Selected passage ▸

Start of Block

Deliveroo, the British food delivery startup, lowered its full-year sales forecast on Monday, as consumers cut back on spending amid a deteriorating cost-of-living problem.
Deliveroo shares were down 3 per cent at 82.4 pence at 0733 GMT, having lost more than three-quarters of company value since listing at 390 pence in March 2021.
The company, which competes with Just Eat Takeaway.com and Uber Eats, stated that its full-year 2022 gross transaction value (GTV) growth is now forecast to be in the range of 4 per cent to 12 per cent in constant currency, down from 15 per cent to 25 per cent previously.
Deliveroo reported that second-quarter GTV growth dropped to 2 per cent from 12 per cent in the first quarter, falling short of analysts’ estimates.
It attributed this to “the impact of heightened consumer headwinds” in the second quarter.
When COVID-19 lockdowns stimulated demand, GTV increased by 70 per cent in 2021.

End of Block

Provided records ▸
Start of Block

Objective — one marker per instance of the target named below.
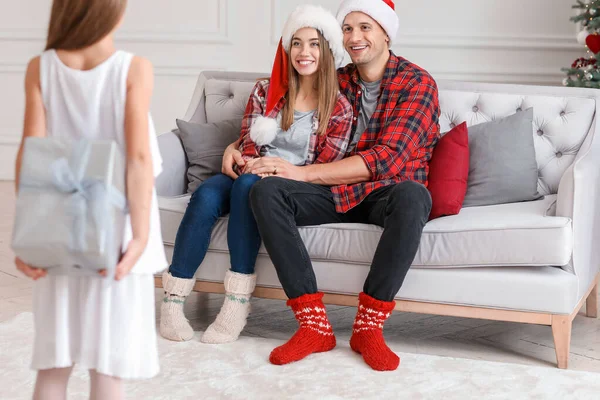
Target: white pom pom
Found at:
(263, 130)
(581, 36)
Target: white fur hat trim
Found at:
(263, 130)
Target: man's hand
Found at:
(231, 157)
(33, 273)
(275, 166)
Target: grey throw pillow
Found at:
(502, 164)
(204, 145)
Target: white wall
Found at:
(517, 41)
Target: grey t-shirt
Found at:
(292, 145)
(368, 104)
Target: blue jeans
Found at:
(216, 197)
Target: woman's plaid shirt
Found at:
(322, 149)
(401, 134)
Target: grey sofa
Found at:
(530, 262)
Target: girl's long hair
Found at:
(76, 24)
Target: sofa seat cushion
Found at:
(516, 234)
(535, 289)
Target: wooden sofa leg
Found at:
(591, 303)
(561, 330)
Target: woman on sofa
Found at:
(298, 115)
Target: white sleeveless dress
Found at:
(97, 323)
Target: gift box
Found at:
(71, 207)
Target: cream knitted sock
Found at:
(234, 312)
(173, 324)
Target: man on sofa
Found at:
(382, 181)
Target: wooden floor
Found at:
(411, 333)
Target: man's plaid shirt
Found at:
(322, 149)
(401, 134)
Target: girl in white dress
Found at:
(81, 86)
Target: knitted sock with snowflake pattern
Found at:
(315, 334)
(367, 334)
(233, 315)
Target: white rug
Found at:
(241, 370)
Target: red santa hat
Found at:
(264, 128)
(382, 11)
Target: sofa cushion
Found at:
(448, 172)
(500, 235)
(204, 145)
(555, 289)
(502, 166)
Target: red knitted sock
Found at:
(314, 335)
(367, 334)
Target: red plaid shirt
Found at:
(322, 149)
(401, 134)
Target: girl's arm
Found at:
(34, 124)
(139, 175)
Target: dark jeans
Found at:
(281, 205)
(216, 197)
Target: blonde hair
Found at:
(326, 83)
(76, 24)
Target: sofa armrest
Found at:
(173, 179)
(579, 199)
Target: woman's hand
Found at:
(232, 156)
(33, 273)
(275, 166)
(134, 251)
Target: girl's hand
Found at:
(33, 273)
(130, 258)
(275, 166)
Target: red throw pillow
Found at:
(449, 172)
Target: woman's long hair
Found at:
(326, 83)
(76, 24)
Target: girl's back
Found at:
(89, 103)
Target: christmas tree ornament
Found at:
(581, 36)
(593, 43)
(584, 71)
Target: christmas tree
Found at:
(585, 71)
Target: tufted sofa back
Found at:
(562, 116)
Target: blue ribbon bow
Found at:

End of Block

Work task ▸
In the text on Deliveroo's lowered sales forecast, what range is the company's full-year 2022 gross transaction value growth now forecast to fall in?

Written solution ▸
Between 4 and 12 percent in constant currency, down from 15 to 25 percent previously.